**REQUIRED TASK 1**
Repeat the email about Muenchian grouping from "Yes, forgot to" up to and including "Thank You All!!!!", putting "C++" wherever "Java" appears.
# START OF EXCERPT
[xsl] XSLT 1.0 Muenchian Grouping

Subject: [xsl] XSLT 1.0 Muenchian Grouping
From: "Steve Sze" <steveyksze@xxxxxxxxx>
Date: Sat, 15 Jul 2006 17:01:45 -0400
Hi Mukul, Mike, Spencer, David & Wendell

Yes, forgot to point out that Im using XSLT 1.0.  Mukul, based on the
Muenchian method, your code works well.  The explanation below is
super!  Based on everyone's explanation, I did approach this problem
with the wrong method.  I approach this problem with my Java
experience.  I guess Ive rely too much on Vectors & Arrays.

Thank You All!!!!
Steve

======================================================

- Show quoted text -

Hi Steve,
As Mike pointed out, this problem is best solved using Muenchian
grouping method, if you are using XSLT 1.0.
# END OF EXCERPT
# START OF SUPPLIED MATERIAL
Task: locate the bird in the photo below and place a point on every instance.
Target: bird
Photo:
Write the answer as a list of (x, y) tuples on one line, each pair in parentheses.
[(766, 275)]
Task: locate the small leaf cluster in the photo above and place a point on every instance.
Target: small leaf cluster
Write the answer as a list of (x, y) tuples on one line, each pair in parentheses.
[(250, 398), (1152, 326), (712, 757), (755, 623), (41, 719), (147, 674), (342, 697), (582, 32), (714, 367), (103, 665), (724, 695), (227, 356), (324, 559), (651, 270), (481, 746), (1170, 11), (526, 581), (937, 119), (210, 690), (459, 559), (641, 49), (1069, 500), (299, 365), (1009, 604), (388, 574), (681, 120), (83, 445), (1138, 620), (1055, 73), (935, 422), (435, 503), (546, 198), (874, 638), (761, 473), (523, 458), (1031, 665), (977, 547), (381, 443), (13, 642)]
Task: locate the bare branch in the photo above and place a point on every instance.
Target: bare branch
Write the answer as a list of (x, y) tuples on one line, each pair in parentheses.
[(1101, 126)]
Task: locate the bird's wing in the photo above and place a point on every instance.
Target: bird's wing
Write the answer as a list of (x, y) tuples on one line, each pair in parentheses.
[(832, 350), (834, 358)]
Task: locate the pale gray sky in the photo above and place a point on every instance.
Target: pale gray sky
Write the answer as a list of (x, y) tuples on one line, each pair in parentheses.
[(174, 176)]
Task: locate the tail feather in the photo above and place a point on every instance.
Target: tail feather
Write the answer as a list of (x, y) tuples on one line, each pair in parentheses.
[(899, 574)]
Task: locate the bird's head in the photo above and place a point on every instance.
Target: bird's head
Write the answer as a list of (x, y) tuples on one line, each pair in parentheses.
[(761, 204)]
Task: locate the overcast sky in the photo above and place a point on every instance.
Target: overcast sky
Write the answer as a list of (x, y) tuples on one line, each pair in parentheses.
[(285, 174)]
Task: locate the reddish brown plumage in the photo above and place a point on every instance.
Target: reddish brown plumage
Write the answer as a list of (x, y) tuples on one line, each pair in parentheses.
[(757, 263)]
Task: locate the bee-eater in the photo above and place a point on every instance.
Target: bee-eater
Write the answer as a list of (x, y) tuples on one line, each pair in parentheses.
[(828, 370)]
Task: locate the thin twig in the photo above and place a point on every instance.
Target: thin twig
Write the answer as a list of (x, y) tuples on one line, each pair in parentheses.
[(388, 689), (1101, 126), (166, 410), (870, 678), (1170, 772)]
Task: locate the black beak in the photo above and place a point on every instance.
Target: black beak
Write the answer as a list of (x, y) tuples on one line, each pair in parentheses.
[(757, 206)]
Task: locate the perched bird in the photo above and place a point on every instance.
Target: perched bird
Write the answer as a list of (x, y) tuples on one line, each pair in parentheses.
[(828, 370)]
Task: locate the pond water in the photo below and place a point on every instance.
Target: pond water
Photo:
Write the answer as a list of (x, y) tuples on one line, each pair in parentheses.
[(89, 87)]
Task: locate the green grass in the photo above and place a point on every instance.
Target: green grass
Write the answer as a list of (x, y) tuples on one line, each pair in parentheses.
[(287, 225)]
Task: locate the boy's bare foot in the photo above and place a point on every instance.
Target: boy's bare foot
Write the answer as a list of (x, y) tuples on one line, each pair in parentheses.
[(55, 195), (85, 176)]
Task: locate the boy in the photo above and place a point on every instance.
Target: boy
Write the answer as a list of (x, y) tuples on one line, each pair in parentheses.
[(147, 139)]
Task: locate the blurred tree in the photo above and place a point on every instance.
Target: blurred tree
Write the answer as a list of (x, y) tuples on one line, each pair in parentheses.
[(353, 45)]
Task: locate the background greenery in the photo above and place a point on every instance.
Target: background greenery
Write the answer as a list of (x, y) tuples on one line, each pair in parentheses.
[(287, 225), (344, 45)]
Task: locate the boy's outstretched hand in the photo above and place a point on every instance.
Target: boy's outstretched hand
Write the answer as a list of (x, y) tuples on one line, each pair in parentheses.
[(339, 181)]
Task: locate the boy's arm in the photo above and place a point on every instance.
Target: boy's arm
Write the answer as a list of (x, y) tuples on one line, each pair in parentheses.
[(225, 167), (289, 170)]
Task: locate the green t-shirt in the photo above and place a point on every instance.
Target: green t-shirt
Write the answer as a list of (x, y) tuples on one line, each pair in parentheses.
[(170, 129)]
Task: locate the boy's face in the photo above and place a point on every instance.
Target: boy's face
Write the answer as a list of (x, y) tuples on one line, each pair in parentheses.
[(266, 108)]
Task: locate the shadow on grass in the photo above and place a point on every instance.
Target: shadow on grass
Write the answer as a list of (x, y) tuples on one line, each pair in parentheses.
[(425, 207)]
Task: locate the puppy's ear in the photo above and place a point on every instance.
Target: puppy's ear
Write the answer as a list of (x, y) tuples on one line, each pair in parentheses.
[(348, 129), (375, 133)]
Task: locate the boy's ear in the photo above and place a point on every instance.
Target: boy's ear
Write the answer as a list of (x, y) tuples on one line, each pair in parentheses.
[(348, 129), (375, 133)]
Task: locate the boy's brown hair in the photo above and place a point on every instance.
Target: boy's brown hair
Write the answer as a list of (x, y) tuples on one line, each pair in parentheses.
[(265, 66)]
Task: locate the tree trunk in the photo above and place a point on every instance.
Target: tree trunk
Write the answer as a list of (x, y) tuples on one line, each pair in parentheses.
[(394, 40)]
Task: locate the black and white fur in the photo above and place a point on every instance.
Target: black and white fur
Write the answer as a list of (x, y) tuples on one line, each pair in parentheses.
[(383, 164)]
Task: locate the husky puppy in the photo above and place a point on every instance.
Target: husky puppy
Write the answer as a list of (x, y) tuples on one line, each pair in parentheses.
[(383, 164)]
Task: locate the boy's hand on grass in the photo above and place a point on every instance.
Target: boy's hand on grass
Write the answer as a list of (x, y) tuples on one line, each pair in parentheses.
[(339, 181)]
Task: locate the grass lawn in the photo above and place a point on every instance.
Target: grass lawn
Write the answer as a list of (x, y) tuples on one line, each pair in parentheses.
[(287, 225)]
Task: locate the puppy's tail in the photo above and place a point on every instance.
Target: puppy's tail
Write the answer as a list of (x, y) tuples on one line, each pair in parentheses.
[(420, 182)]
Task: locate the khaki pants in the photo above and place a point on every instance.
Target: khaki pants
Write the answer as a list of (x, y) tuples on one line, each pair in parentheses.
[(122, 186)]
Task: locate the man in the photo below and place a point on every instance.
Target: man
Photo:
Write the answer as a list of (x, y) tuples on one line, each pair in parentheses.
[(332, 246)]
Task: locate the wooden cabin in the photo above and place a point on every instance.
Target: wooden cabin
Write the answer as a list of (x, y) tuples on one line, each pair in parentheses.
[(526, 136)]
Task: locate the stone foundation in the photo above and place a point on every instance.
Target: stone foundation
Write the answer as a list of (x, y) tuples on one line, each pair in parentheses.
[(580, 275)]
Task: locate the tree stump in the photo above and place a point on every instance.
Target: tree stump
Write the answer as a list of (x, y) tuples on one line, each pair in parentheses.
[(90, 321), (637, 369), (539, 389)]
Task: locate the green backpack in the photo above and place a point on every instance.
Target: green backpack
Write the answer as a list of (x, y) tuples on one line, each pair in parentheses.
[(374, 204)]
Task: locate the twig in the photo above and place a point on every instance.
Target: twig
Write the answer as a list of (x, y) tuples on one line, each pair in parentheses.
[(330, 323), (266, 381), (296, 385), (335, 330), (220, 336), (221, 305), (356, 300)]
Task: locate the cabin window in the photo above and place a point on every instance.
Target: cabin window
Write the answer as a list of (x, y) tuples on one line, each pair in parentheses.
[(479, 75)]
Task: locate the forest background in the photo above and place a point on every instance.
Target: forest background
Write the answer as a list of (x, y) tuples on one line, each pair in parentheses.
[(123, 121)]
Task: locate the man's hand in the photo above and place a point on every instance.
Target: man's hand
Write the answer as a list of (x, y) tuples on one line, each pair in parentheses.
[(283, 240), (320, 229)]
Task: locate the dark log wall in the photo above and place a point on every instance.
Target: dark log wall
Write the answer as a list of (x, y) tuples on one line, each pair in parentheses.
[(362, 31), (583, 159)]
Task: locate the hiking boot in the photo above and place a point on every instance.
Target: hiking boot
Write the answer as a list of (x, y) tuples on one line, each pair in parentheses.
# END OF SUPPLIED MATERIAL
**REQUIRED TASK 2**
Recast the records from the line with "Task: locate the man in" up to and including the line with "[(526, 136)]" as a Markdown table with the columns No. and Text. Number each line and skip blank lines.

**SOLUTION 1**
Yes, forgot to point out that Im using XSLT 1.0.  Mukul, based on the
Muenchian method, your code works well.  The explanation below is
super!  Based on everyone's explanation, I did approach this problem
with the wrong method.  I approach this problem with my C++
experience.  I guess Ive rely too much on Vectors & Arrays.

Thank You All!!!!

**SOLUTION 2**
| No. | Text |
|---|---|
| 1 | Task: locate the man in the photo below and place a point on every instance. |
| 2 | Target: man |
| 3 | Photo: |
| 4 | Write the answer as a list of (x, y) tuples on one line, each pair in parentheses. |
| 5 | [(332, 246)] |
| 6 | Task: locate the wooden cabin in the photo above and place a point on every instance. |
| 7 | Target: wooden cabin |
| 8 | Write the answer as a list of (x, y) tuples on one line, each pair in parentheses. |
| 9 | [(526, 136)] |